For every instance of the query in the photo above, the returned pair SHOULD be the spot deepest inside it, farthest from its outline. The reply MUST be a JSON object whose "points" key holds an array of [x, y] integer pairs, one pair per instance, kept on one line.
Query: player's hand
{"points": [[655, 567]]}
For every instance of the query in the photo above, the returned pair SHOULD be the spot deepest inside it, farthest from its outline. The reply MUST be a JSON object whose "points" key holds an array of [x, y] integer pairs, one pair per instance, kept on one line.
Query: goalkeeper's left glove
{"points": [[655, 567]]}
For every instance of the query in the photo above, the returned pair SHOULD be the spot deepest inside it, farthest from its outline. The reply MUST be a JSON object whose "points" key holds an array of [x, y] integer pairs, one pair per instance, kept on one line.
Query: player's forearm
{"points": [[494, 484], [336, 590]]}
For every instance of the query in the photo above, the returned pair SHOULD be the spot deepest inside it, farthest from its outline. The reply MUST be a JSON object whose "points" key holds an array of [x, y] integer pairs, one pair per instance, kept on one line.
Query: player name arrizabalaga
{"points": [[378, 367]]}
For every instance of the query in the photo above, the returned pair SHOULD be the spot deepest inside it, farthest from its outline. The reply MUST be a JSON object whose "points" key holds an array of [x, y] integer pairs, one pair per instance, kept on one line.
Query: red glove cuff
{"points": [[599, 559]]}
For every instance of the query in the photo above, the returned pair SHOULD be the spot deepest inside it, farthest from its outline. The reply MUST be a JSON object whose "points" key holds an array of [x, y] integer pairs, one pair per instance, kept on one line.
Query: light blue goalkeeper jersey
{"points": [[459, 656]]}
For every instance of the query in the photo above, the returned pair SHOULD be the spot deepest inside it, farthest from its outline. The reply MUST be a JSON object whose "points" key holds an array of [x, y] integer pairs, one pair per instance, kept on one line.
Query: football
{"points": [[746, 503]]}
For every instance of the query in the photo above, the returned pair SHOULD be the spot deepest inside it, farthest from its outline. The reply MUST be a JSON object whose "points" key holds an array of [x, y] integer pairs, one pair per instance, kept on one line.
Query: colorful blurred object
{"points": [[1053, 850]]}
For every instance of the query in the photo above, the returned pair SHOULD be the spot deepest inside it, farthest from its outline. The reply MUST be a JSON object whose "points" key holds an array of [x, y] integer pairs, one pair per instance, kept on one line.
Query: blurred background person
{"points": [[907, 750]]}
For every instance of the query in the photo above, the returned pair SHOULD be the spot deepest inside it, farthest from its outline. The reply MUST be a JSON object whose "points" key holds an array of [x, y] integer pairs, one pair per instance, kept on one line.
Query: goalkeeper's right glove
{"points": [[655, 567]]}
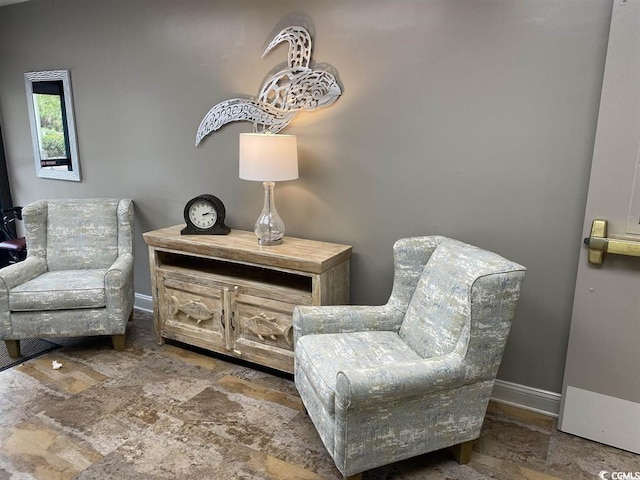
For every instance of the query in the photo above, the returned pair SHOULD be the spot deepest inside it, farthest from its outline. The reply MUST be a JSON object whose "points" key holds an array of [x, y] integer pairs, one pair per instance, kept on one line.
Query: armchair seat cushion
{"points": [[323, 356], [60, 290]]}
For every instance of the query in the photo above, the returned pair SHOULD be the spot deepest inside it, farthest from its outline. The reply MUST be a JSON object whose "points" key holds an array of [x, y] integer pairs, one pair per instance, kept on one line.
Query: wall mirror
{"points": [[53, 131]]}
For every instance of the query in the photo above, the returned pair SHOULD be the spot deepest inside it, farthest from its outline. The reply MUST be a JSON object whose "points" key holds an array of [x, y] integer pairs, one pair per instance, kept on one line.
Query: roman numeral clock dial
{"points": [[204, 215]]}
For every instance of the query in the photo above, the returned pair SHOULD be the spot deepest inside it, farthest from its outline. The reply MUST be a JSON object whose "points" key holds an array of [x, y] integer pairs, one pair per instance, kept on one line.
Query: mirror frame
{"points": [[44, 76]]}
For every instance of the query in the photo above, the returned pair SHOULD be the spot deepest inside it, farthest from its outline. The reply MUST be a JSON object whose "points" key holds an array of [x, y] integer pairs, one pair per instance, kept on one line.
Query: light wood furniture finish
{"points": [[227, 294]]}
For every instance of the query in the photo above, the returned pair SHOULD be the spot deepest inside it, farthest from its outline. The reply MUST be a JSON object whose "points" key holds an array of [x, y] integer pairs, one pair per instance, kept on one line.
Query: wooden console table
{"points": [[227, 294]]}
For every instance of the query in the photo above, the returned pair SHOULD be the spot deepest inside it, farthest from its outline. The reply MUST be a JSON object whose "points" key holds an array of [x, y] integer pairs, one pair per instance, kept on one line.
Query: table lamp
{"points": [[268, 158]]}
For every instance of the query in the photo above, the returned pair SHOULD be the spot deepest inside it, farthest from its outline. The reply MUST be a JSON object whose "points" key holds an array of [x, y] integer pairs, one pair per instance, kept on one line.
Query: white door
{"points": [[601, 391]]}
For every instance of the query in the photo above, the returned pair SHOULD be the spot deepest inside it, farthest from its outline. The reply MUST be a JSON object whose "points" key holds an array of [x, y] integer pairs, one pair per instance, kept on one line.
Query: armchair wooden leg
{"points": [[462, 452], [118, 342], [14, 348]]}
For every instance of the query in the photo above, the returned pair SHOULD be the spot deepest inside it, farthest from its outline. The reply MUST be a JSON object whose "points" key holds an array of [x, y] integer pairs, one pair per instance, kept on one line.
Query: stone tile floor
{"points": [[165, 412]]}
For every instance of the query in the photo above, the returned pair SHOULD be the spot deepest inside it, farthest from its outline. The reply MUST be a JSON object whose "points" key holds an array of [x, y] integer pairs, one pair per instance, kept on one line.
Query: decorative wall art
{"points": [[287, 92]]}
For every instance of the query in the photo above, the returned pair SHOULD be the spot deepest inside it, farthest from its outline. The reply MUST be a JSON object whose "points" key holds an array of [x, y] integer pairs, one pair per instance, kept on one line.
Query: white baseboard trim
{"points": [[143, 302], [527, 398], [514, 394]]}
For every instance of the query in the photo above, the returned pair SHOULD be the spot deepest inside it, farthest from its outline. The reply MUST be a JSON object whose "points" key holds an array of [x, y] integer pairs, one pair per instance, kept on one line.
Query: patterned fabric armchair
{"points": [[385, 383], [77, 279]]}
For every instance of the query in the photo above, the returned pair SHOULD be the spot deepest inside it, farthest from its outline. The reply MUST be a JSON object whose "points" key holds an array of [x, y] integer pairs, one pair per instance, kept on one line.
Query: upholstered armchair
{"points": [[385, 383], [77, 279]]}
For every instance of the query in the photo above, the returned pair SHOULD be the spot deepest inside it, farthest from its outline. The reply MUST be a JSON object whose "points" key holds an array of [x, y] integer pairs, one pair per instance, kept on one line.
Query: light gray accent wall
{"points": [[464, 118]]}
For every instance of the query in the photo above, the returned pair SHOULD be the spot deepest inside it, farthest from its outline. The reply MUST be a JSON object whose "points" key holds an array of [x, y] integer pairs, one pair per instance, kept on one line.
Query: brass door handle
{"points": [[599, 244]]}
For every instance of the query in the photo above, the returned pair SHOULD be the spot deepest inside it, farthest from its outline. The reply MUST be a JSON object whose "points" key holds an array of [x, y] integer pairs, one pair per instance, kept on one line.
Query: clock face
{"points": [[203, 214]]}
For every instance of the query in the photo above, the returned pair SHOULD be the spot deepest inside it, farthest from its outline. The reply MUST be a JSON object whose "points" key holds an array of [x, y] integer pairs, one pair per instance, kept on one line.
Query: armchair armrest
{"points": [[395, 381], [118, 273], [344, 319], [21, 272]]}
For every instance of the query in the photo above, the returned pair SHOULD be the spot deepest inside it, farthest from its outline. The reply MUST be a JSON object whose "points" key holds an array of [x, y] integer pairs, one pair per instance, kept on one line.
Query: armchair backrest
{"points": [[75, 234], [458, 283]]}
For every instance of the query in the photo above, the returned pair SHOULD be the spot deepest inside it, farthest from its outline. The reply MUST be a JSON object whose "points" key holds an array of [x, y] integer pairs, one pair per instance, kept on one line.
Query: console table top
{"points": [[294, 253]]}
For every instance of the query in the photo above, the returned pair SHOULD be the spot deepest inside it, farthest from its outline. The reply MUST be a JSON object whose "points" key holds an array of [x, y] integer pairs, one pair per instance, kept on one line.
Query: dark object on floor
{"points": [[30, 348]]}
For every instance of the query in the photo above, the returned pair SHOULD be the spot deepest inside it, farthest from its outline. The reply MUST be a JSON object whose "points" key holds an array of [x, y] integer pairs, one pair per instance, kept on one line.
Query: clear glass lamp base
{"points": [[269, 227]]}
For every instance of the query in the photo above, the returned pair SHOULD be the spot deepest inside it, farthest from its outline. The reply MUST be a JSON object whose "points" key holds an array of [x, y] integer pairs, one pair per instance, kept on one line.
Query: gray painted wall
{"points": [[466, 118]]}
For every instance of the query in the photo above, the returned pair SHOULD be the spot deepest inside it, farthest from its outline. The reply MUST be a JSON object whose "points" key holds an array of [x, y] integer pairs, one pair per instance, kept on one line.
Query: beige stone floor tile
{"points": [[257, 391], [197, 359], [574, 458], [44, 453]]}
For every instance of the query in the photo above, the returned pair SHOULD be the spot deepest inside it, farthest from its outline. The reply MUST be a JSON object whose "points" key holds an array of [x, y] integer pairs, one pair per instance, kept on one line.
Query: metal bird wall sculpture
{"points": [[287, 92]]}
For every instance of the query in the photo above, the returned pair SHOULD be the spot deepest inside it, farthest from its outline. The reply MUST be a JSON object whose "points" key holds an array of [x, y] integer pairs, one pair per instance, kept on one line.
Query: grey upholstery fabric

•••••

# Qué se pide
Indica cuántas líneas de los datos anteriores contienen la cadena "console", distinguiendo entre mayúsculas y minúsculas. Responde solo con el número.

# Respuesta escrita
2